* **What you need to do**:
[a] In the excerpt on lawsuits against KSU, how much did the school pay this year to settle Clark's suit?
[b] What does the excerpt on lawsuits against KSU say? Summarize it in two sentences.
[c] According to the excerpt on lawsuits against KSU, is each of these statements correct? Answer yes or no for each, and quote the words from the excerpt that settle it. (i) Damien Hodge was fired in 2019. (ii) KSU concluded that there was enough evidence to support the harassment complaint against the Downs. (iii) Geraldine Q. Young directed a graduate nursing program.

* **Source text**:
KSU paid $150,000 this year to settle Clark’s suit.

Damien Hodge claimed in a lawsuit that he was wrongfully fired in 2019 as executive director of KSU’s Office of Building, Recruitment, Enrollment and Discovery Services. Hodge alleged a list of unprofessional conduct by other KSU officials, including legal problems, and “a pattern of hostility in the working environment.”

“For example, the president of KSU would refer to white females as ‘kitchen bitch’ and discuss the way other females looked, using terms such as ratchet, ugly and dirty,” Hodge said in his suit.

Geraldine Q. Young, an associate professor of nursing, said KSU placed her on leave in 2019 and later fired her after she expressed ethical concerns to her bosses about how the school misspent federal funds and admitted unqualified students into a graduate nursing program that she directed, in order “to increase the numbers.”

Father-and-son Oscar Downs Jr. and Oscar “Trey” Downs III were the coach and assistant coach for KSU’s women’s softball team until they were fired in 2018, ostensibly for violations of the school’s nepotism policy. The men sued KSU and claimed they really were fired because of a sexual harassment complaint made against them — which they denied — by a women’s softball player.

In court documents, KSU said it placed Downs and his son on leave in 2017 and conducted at least two investigations of the harassment complaint. The school said it concluded in 2018 that there was insufficient evidence to make a finding on the claims.

The Downs’ lawsuit was dismissed earlier this year, but they have indicated plans to appeal.

Brown declined in a May interview to discuss the claims made about him and the school in the litigation. But in court responses to the suits, KSU generally has denied their accuracy and asked judges to dismiss them.

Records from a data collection
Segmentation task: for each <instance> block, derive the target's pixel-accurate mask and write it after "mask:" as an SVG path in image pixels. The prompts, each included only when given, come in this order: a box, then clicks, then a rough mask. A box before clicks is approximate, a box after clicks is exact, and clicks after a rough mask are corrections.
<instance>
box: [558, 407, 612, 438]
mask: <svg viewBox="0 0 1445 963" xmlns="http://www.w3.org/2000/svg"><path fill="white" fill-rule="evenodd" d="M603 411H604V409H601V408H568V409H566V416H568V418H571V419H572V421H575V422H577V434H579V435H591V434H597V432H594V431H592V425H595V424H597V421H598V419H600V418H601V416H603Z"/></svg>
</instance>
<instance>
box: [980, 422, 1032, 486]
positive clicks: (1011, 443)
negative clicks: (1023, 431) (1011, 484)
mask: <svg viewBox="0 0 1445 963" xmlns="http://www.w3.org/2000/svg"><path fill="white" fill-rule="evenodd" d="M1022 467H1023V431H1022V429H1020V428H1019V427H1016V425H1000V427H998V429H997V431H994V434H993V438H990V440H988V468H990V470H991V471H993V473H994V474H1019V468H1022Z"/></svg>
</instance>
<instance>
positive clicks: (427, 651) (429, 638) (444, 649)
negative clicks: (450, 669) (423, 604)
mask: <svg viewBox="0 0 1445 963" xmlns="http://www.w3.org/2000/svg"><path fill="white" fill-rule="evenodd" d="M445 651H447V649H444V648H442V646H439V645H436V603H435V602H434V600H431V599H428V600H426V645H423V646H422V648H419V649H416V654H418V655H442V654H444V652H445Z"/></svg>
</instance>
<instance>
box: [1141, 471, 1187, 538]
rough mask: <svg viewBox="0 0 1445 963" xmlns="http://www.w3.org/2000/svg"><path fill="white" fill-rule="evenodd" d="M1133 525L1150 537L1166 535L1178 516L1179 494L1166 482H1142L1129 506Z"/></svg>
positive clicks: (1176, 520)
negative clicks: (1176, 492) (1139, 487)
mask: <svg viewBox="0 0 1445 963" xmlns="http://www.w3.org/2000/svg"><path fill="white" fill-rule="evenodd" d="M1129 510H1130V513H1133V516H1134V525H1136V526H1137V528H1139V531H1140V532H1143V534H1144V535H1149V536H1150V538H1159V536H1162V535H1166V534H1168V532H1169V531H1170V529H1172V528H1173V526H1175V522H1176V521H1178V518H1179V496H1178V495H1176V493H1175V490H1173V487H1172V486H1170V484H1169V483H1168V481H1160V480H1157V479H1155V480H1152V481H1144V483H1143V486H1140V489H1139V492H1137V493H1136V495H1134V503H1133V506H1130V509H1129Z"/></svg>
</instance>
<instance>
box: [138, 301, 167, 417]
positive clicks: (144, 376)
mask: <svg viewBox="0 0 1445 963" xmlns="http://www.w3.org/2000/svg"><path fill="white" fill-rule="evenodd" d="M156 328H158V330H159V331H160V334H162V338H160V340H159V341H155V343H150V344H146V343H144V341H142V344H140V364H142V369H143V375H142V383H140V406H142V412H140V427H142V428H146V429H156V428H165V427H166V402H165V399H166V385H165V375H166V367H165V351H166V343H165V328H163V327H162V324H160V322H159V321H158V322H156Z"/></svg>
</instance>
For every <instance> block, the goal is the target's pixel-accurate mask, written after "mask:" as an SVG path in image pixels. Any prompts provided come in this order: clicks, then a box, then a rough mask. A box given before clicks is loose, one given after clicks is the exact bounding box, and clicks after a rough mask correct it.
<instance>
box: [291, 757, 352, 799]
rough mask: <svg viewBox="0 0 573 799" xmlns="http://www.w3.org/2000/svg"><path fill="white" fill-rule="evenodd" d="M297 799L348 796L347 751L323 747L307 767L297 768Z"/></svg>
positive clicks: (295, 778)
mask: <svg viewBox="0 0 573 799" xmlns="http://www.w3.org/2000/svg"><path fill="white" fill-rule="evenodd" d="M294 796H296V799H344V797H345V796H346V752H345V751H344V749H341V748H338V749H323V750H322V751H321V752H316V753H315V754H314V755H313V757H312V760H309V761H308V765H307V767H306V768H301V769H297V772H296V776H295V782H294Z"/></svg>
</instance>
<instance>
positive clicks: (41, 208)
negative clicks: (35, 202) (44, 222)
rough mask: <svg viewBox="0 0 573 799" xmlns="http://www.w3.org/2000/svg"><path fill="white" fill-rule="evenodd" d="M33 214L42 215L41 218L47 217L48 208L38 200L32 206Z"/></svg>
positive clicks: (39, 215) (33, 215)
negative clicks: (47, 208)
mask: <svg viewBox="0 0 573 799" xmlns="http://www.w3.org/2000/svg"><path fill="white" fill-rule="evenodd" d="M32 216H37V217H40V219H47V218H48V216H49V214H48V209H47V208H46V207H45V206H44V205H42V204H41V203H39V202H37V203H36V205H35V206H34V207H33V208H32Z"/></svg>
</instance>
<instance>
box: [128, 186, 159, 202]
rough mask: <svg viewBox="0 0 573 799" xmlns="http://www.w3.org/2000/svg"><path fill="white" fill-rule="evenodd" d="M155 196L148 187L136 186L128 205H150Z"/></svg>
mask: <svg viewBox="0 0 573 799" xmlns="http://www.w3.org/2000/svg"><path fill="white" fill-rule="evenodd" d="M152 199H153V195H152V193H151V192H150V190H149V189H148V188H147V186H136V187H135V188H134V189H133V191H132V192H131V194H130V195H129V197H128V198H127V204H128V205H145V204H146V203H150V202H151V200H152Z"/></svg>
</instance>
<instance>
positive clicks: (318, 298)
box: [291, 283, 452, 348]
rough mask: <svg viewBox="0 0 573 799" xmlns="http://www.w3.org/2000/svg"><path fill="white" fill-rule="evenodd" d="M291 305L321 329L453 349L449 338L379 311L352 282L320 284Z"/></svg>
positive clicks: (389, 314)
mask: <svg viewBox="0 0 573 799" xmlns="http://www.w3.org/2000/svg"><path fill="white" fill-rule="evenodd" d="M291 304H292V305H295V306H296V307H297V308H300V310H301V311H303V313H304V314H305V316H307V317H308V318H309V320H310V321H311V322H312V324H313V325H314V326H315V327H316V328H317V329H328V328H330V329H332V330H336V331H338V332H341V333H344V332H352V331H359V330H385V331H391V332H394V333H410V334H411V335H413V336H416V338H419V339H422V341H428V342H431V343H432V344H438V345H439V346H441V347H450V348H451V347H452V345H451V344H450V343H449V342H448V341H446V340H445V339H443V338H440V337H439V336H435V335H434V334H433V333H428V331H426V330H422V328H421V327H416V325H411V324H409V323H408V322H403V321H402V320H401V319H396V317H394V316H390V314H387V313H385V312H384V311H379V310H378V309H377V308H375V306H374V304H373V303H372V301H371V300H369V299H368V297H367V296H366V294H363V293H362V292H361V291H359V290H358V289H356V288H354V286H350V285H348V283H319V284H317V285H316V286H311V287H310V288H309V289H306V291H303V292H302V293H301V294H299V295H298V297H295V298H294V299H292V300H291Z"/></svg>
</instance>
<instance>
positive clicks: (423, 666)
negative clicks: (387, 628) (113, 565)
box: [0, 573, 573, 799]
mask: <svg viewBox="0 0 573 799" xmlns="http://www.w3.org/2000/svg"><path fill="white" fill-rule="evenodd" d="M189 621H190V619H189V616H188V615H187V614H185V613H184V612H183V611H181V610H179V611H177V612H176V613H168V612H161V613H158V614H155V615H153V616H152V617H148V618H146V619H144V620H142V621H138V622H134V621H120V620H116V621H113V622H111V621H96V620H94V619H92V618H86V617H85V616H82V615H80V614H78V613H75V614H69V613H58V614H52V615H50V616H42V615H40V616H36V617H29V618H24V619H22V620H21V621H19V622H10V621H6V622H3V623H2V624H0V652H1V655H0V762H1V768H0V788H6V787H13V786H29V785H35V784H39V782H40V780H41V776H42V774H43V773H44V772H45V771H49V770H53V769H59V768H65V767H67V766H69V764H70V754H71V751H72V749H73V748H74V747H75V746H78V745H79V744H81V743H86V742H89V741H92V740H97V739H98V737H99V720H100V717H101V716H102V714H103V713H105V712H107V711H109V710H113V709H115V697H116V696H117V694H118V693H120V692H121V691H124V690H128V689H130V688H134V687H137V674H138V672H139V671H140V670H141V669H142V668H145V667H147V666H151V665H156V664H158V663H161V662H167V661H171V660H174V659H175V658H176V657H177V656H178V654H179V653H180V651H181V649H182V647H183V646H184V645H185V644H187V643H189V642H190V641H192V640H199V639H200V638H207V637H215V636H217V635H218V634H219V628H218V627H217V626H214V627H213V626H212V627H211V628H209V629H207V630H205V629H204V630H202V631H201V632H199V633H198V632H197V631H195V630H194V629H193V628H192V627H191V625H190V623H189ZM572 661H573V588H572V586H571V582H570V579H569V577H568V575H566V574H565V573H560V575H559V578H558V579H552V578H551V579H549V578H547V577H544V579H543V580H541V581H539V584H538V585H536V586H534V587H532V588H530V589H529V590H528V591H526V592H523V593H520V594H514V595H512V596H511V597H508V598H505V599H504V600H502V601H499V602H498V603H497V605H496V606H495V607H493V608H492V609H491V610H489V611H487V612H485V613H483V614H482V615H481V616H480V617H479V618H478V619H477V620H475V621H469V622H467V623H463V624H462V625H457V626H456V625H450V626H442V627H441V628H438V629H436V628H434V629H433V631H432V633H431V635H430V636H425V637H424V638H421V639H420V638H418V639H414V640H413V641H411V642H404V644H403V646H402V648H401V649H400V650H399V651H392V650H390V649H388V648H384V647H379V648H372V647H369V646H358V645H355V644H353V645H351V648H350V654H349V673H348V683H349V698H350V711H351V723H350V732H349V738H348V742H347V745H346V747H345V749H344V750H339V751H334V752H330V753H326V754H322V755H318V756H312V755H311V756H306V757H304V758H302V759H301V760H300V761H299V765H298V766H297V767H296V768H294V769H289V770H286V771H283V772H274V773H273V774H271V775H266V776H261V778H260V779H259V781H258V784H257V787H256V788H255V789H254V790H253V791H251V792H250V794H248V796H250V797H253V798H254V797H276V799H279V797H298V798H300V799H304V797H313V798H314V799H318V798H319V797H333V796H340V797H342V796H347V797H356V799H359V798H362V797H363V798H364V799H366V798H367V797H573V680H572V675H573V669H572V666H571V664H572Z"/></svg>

* **Answers for each item**:
[a] $150,000.

[b] Several people, among them Damien Hodge, Geraldine Q. Young, and softball coaches Oscar Downs Jr. and Oscar "Trey" Downs III, have made claims against KSU over their firings, and the school paid $150,000 this year to settle Clark's suit. KSU has generally denied the accuracy of the suits and asked judges to dismiss them, and the Downs' lawsuit was dismissed earlier this year, though they have indicated plans to appeal.

[c]
(i) Yes: "he was wrongfully fired in 2019"
(ii) No: "there was insufficient evidence to make a finding on the claims"
(iii) Yes: "a graduate nursing program that she directed"